◆ **EXERCISE REQUIREMENTS**: Hunt through the entries for the word "frond" and copy each line in which it appears.

◆ **DATA SUPPLIED**:
+--
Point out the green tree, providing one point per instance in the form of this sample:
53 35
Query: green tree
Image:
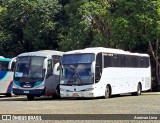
28 25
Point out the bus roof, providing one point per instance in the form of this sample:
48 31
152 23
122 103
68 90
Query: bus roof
96 50
42 53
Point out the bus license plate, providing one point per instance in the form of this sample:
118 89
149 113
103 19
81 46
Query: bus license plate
26 92
75 95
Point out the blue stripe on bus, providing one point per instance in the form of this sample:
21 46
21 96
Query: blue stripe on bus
3 74
17 83
10 87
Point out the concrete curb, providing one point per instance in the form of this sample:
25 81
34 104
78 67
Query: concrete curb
150 93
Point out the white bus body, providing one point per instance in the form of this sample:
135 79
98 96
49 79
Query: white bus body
102 72
6 76
37 73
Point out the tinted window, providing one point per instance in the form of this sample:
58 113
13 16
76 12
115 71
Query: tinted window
120 60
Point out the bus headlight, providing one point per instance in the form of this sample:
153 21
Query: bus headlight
88 89
61 89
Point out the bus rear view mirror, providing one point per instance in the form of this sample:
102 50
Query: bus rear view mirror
56 69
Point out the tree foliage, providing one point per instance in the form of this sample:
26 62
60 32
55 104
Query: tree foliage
28 25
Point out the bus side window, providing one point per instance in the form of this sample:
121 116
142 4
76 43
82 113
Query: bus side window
13 66
49 70
98 70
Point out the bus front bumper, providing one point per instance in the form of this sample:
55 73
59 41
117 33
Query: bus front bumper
28 92
85 94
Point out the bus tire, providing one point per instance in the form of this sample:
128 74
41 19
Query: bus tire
30 97
139 90
107 92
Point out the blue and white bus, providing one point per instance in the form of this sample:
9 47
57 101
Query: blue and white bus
103 72
37 73
6 76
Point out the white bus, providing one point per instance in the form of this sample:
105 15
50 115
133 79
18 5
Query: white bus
6 76
103 72
37 73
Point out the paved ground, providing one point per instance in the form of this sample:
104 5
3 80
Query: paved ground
147 103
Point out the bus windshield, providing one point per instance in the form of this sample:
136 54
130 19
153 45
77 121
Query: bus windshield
78 58
29 67
76 74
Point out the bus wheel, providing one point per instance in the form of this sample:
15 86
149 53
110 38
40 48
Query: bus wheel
139 90
30 97
9 95
107 93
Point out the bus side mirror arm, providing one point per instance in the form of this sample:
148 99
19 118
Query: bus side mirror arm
10 63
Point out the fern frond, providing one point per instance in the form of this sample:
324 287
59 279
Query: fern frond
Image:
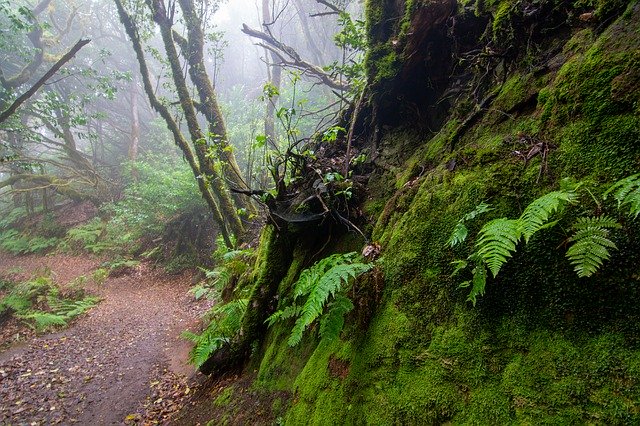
224 326
44 320
331 324
590 244
331 282
497 240
536 215
291 311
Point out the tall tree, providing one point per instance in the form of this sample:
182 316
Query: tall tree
204 158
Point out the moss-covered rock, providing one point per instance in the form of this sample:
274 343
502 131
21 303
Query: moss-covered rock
542 346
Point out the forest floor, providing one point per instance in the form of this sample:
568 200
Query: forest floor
122 362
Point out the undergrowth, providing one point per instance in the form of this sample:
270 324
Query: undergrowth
325 284
589 244
42 305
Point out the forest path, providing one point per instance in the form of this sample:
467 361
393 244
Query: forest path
104 367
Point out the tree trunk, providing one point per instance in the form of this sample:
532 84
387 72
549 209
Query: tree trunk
209 102
178 137
135 119
226 204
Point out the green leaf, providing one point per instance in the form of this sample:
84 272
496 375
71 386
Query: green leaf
497 241
591 244
536 215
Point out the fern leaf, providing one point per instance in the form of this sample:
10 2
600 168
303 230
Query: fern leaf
44 320
331 324
224 326
497 240
590 244
536 215
328 285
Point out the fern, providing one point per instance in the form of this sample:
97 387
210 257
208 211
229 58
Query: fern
590 244
44 321
497 240
322 282
536 215
224 326
627 192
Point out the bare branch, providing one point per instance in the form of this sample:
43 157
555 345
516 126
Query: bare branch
26 95
294 58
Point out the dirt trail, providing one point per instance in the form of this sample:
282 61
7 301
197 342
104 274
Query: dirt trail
103 368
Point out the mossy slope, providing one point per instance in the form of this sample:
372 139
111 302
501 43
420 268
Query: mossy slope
542 346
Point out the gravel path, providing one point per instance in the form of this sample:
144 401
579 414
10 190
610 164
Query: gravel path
102 369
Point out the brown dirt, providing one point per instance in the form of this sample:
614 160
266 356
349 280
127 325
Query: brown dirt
124 359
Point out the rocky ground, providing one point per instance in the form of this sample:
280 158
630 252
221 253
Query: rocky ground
123 361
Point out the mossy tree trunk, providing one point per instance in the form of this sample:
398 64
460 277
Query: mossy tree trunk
194 54
178 137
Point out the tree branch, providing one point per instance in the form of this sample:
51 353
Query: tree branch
26 95
295 60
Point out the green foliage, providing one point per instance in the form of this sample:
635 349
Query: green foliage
536 216
38 302
224 326
16 242
590 244
327 279
43 321
460 231
498 239
627 193
88 236
9 218
231 264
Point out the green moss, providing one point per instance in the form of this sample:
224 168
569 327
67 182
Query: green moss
225 397
542 346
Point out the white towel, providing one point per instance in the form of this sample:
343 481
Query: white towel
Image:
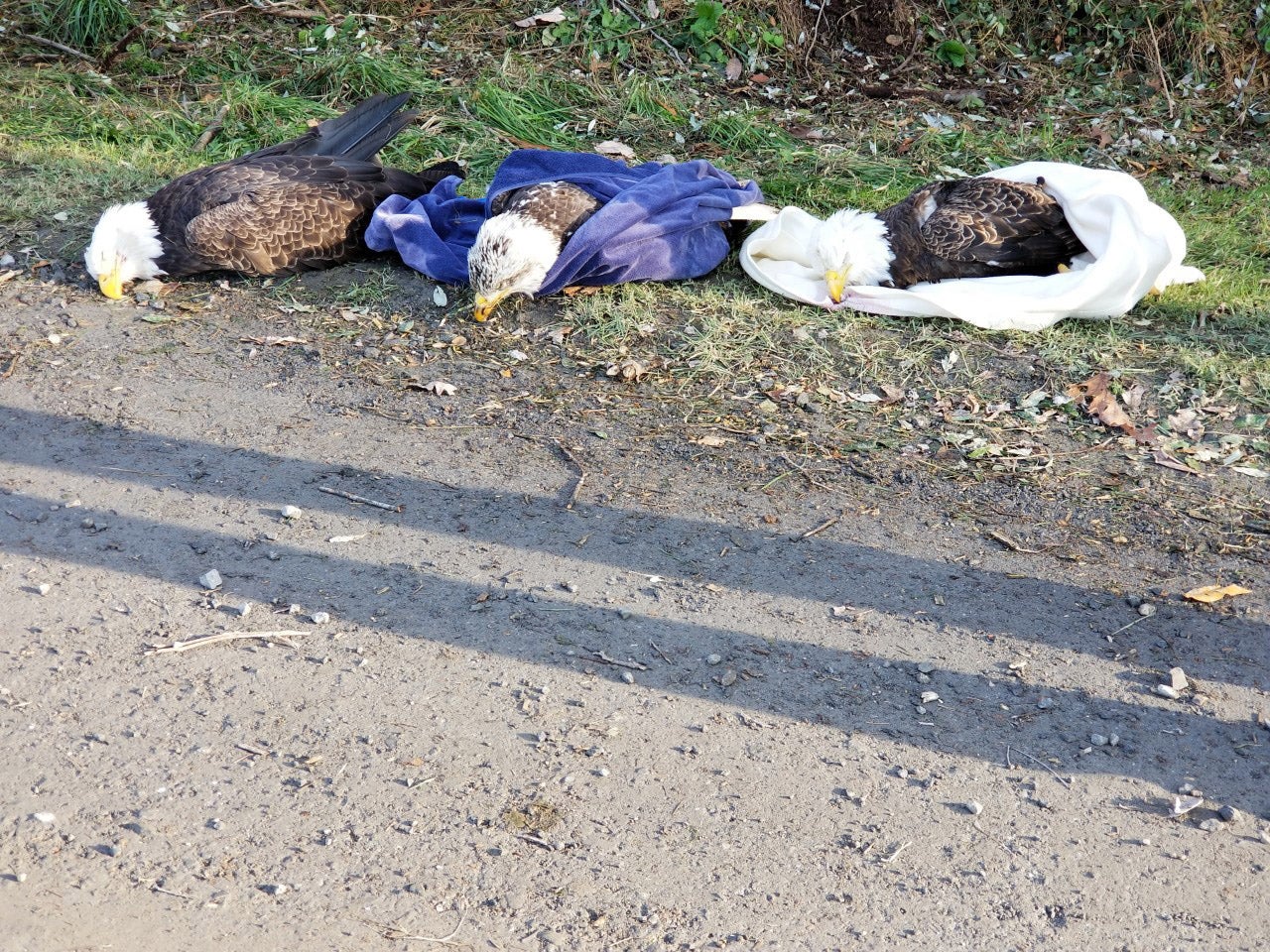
1134 246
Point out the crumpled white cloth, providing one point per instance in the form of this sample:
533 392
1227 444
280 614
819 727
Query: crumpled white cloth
1134 246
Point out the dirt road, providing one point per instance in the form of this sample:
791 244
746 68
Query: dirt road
665 708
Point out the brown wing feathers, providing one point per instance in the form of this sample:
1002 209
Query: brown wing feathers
978 227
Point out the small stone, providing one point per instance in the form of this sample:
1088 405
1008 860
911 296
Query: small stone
1184 805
+--
◆ **TASK RESULT**:
Point out the fern frond, providing one point per instance in the form of this sample:
Query: fern frond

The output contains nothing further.